* Work required *
Resume the passage on how caring adults and faith communities help children thrive, picking up after its last sentence.

What the study did discover, almost accidentally, was a single faith-nurturing factor that was present in more than 90 percent of the families surveyed. The authors write, "While we didn't come up with a sure-fire formula, one thing was obvious: Those who stuck with their faith...had a half-dozen 'mentors' present during their growing up years."

***

Researchers at the University of California at San Francisco sought to determine why some young people are destroyed by the deficits of their home environment while others seem to thrive under the very same set of circumstances. In reviewing these studies, Earl Palmer uncovered one constant factor among resilient teens:
They all experienced the non-exploitive interest, care, and support of at least one adult during their childhood years--a parent or grandparent, uncle or aunt, older brother or sister, coach or teacher, pastor or youth leader--an adult with no hidden agenda or exploitive design on the youngster.
The Search Institute has discovered that young people who thrive experience certain key assets that help them overcome adverse situations. And church or synagogue tops the list of assets that promote resilience. In Children of Fast-Track Parents, Brooks reports, "Studies of resiliency in children have shown time and again that the consistent emotional support of at least one loving adult can help [children] overcome all sorts of chaos and deprivation."

Steven Bayme, director of Jewish Communal Affairs Department, documents the impact of the community of faith on the stability of Jewish families:
More interestingly, among Jews affiliated with synagogal movements--Orthodoxy, Conservatism, and Reformed--the chances of marriage ending in divorce are approximately one in eight. Among Jews unaffiliated with the Jewish community, the chances of divorce rise to one in three.
Grandparents also provide this kind of stabilizing influence for children. In his study of children of divorced parents, John Guidibaldi discovered that young people who lived close enough to their grandparents to seek help from them performed significantly higher academically. He found tha the same positive academic results were typical of children who had regular contact with the relatives of their custodial parent.

Stored records:
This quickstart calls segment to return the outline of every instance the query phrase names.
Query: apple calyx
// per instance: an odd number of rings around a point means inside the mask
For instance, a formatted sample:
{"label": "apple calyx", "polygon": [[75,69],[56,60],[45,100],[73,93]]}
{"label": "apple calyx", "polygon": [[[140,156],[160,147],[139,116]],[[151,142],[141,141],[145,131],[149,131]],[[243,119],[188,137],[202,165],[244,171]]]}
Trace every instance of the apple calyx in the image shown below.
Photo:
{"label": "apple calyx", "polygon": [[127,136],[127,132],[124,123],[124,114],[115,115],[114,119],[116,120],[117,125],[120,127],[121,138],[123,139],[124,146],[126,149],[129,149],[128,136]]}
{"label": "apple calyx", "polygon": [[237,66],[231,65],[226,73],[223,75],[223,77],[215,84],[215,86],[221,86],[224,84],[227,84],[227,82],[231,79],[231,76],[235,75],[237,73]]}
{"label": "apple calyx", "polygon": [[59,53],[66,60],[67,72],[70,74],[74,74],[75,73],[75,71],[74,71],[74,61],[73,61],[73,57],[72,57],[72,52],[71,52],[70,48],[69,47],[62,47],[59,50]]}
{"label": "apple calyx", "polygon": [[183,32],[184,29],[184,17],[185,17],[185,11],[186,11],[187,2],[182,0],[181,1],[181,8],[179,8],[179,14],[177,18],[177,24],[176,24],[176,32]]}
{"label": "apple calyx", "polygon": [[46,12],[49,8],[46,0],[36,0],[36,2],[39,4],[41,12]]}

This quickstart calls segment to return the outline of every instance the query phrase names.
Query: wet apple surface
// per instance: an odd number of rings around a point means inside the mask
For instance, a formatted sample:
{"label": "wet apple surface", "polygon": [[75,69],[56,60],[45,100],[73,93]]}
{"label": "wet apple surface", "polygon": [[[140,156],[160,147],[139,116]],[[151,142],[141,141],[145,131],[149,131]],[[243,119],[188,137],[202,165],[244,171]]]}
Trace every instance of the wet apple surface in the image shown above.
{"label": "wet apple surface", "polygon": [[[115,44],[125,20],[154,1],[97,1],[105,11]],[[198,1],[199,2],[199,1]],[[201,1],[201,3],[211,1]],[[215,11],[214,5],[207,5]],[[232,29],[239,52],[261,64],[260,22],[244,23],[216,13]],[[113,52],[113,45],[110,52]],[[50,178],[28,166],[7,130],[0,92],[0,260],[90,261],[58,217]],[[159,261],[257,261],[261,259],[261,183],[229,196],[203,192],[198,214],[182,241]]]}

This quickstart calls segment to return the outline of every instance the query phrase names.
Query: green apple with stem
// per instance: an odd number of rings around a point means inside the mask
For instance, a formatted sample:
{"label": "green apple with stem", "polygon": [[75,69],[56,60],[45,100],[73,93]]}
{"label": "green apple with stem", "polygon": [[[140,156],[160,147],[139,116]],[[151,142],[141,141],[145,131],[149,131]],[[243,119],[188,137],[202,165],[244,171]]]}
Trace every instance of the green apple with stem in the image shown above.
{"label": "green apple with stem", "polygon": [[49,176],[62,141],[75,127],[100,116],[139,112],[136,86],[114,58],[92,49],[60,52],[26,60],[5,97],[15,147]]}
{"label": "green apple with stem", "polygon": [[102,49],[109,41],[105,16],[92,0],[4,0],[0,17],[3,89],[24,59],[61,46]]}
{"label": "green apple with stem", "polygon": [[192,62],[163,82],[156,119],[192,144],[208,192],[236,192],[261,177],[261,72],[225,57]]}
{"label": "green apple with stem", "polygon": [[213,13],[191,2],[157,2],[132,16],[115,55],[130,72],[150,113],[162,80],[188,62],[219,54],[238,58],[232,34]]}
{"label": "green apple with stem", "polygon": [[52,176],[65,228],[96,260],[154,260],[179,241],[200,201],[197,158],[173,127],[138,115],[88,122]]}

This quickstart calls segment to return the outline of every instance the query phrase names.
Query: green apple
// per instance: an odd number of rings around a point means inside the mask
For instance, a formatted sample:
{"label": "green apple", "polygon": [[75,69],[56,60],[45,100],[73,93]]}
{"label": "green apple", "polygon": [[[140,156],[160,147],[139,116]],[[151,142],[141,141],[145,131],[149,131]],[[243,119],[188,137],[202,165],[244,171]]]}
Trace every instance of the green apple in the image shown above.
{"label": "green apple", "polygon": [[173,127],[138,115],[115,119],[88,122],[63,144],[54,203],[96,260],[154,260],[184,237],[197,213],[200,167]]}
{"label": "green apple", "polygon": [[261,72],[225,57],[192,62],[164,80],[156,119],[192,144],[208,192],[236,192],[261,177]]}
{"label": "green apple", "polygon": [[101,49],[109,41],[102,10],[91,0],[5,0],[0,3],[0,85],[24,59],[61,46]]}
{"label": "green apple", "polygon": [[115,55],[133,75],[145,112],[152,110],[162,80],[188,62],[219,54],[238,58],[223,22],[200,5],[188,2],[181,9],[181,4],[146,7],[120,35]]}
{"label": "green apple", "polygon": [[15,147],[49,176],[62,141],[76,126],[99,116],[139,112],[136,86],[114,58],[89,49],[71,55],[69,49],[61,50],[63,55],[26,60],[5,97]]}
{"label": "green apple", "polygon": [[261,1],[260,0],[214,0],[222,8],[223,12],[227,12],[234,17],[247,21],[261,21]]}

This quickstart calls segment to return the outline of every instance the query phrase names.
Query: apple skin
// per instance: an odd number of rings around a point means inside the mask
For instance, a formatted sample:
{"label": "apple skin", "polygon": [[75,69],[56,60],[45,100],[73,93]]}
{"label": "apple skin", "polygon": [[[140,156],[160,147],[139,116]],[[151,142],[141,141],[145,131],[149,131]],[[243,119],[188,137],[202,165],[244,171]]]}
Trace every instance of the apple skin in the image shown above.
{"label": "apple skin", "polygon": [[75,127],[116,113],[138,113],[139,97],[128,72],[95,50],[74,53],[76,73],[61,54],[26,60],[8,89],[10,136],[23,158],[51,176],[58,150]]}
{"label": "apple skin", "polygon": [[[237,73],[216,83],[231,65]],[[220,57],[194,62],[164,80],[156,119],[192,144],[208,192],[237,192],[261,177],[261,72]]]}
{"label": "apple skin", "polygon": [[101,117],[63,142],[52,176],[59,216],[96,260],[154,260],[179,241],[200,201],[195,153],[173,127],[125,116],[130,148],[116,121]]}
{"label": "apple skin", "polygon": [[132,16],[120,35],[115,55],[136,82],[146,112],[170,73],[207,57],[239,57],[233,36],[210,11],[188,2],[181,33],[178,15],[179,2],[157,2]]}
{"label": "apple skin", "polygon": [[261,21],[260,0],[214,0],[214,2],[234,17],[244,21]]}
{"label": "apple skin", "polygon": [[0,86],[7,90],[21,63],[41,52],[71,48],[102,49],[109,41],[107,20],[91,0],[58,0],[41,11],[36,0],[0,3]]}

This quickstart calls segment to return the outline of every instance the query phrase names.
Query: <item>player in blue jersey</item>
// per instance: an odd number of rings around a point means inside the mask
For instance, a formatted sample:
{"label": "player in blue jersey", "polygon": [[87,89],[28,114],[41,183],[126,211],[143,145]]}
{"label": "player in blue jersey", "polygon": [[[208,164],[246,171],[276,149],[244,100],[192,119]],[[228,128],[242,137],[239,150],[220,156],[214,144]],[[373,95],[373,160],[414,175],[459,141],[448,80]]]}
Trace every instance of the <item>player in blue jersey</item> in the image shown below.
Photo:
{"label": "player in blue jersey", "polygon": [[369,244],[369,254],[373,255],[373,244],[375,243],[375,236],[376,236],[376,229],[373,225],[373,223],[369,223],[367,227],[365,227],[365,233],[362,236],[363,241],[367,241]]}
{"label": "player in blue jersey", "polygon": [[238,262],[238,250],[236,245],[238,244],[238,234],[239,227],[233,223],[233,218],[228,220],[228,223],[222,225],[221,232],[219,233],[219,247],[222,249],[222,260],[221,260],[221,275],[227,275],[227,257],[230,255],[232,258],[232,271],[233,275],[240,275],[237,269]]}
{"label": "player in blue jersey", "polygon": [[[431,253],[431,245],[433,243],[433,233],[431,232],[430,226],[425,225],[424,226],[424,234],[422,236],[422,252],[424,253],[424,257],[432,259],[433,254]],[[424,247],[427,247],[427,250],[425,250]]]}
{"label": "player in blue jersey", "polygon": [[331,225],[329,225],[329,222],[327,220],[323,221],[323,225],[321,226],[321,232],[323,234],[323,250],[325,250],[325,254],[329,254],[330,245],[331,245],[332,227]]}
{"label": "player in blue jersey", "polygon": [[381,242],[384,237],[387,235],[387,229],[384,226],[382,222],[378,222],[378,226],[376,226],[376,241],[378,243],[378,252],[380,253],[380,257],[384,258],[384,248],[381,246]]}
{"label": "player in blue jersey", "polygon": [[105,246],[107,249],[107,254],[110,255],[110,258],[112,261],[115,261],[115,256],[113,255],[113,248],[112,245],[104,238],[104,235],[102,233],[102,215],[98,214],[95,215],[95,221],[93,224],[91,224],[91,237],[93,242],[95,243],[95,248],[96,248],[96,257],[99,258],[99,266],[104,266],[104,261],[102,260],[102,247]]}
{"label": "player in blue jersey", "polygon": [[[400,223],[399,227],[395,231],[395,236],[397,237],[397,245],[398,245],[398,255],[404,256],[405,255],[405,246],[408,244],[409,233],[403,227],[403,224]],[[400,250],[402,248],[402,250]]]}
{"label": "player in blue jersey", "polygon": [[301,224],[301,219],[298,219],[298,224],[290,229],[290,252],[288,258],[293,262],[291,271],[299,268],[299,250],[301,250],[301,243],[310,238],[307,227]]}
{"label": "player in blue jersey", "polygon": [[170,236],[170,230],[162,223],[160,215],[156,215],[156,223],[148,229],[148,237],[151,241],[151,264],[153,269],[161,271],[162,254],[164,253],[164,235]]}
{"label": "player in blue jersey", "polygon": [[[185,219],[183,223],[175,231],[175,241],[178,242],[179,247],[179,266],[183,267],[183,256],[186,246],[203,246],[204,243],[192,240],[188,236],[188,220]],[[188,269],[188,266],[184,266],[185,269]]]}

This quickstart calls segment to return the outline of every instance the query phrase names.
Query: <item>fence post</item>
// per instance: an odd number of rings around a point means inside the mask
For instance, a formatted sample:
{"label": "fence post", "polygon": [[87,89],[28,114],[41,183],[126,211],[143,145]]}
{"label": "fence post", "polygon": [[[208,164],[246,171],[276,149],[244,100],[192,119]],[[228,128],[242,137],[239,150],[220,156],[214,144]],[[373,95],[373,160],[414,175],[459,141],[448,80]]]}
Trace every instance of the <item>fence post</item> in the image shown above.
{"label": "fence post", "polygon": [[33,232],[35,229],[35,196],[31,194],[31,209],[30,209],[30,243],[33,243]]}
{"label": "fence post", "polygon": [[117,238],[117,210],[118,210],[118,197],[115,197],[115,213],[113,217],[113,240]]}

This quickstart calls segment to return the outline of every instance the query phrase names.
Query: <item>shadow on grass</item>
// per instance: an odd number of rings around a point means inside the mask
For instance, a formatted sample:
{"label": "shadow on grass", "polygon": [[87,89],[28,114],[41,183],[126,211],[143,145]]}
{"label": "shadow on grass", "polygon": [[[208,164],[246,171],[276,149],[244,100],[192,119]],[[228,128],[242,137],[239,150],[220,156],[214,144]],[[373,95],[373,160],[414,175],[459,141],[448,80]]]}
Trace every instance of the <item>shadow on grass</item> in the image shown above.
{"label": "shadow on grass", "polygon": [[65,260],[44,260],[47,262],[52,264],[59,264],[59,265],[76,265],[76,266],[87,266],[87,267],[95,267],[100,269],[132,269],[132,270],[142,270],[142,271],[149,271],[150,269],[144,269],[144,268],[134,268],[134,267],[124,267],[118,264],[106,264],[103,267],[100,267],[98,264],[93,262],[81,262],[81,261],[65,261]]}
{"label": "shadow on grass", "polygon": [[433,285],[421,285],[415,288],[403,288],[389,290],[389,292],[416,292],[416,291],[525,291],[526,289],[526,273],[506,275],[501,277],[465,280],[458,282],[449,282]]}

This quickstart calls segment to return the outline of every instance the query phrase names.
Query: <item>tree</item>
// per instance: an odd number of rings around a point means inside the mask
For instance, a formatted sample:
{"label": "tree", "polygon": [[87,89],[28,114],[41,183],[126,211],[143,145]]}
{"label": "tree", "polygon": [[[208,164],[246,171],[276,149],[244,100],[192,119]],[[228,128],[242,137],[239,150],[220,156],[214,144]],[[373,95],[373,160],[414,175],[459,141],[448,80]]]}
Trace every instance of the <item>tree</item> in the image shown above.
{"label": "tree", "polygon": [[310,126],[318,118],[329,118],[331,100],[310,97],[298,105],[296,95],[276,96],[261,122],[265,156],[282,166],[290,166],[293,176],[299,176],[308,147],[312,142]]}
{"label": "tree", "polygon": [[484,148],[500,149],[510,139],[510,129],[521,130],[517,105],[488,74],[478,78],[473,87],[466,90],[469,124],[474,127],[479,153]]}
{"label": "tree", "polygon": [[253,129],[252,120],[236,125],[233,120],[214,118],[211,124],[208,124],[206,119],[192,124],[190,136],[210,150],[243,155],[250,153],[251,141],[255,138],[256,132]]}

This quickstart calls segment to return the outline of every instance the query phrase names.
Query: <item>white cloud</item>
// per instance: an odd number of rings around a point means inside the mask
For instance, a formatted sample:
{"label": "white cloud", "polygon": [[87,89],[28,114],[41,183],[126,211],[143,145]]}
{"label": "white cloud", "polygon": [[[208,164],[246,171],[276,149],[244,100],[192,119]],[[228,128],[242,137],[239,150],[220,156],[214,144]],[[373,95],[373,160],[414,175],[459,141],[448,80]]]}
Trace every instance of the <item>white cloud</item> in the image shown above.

* Result for this exercise *
I remember Sunday lunches at my aunt's house with a table full of relatives, laughing, and arguing around the table until it was time for supper. I remember a backpacking trip in Colorado with one high school friend and four of our Young Life leaders. I still recall the Sunday nights around the prayer altar at First United Methodist Church in Waco, Texas, with teenagers and little children and balding old men praying side by side. Those experiences have filled my arena with a cloud of witnesses. In each of those settings, I was told in some way that my life mattered, that my faith was significant. Although I had a number of wonderful experiences with Christian friends who were my own age, none of them seem to have carried the long-term weight or given me the security that these connections with Christian adults did.

Of course it's only logical to believe that the best way to reach teenagers is by creating a youth ministry. But in the long run, the teenagers in our churches will be affected by significant mountaintop youth-group experiences that we spend so much energy creating. Everything we do in our youth ministries should be, first and foremost, about helping to give kids excuses to build connections with Christian adults.